_What you will do_.
Collect every line below that contains the string "tree", and copy each of those lines out in full.

_Task input_.
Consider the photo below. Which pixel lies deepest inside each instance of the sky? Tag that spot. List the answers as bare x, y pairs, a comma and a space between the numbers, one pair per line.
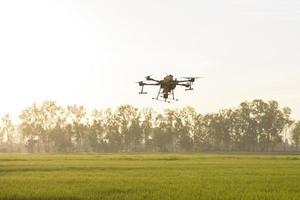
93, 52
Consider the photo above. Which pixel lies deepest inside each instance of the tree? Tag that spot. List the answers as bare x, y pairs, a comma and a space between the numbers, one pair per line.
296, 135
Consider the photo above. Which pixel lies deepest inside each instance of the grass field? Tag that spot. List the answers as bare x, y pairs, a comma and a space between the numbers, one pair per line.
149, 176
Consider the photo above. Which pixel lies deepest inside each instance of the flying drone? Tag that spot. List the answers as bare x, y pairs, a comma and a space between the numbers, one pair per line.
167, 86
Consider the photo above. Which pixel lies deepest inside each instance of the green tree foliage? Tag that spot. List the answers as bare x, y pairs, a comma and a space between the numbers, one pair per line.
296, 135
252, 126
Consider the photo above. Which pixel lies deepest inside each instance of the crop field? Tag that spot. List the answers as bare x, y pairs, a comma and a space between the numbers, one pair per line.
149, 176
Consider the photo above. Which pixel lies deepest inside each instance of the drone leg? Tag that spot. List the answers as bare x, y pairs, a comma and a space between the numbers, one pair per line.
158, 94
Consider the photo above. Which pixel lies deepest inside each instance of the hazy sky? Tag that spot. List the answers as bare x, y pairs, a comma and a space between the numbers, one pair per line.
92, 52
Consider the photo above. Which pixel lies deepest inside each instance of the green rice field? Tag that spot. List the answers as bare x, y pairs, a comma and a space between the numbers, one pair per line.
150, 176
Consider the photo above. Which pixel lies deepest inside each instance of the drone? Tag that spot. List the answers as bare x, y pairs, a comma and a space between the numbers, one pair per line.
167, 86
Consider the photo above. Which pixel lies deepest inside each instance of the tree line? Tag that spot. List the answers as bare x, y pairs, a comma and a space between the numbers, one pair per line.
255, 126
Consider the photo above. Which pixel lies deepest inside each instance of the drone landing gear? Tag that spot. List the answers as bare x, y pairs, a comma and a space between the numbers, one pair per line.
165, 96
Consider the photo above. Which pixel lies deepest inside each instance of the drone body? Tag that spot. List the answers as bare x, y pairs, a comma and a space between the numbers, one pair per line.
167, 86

--

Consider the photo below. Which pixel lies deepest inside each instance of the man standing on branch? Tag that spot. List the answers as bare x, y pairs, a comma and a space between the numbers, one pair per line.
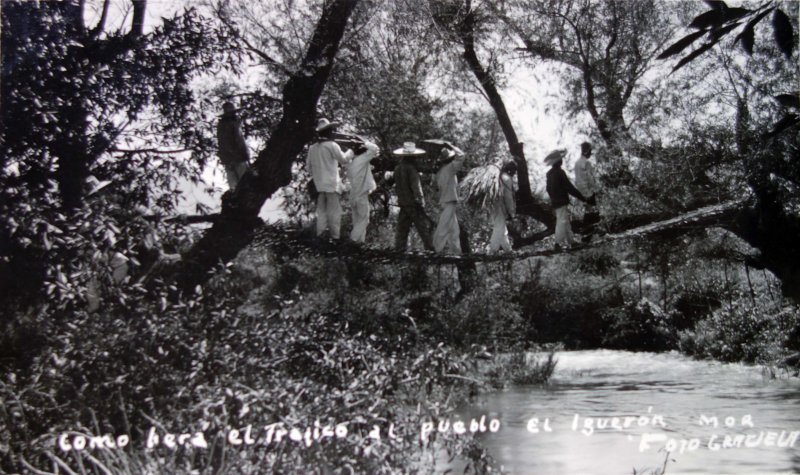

...

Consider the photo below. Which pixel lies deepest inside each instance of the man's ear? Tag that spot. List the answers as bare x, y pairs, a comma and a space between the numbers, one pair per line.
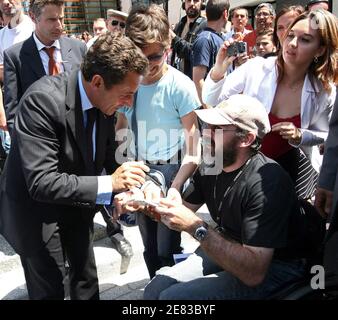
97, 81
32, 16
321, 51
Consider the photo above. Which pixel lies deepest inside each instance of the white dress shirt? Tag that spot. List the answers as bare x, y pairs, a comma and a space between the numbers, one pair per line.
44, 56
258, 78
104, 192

_Final result_.
Consider the photo above. Which pixel lies deepest inside each instance of the tree? Tag that spot. List the answers as bare x, y pairs, a comma and a space between the numbers, one pair per line.
Consider the photo above. Which pixel lies deepest inside each instance of the green tree foliage? Tag that spot. List the answers as bare x, y pairs, a comma and a space between the numbers, one pair per line.
Consider the photo above. Which pixel lies deepest inside each instance of the tree line? Tag that spot. List the answers as bare x, y pairs, a comma and a space between the numbers, one pair per line.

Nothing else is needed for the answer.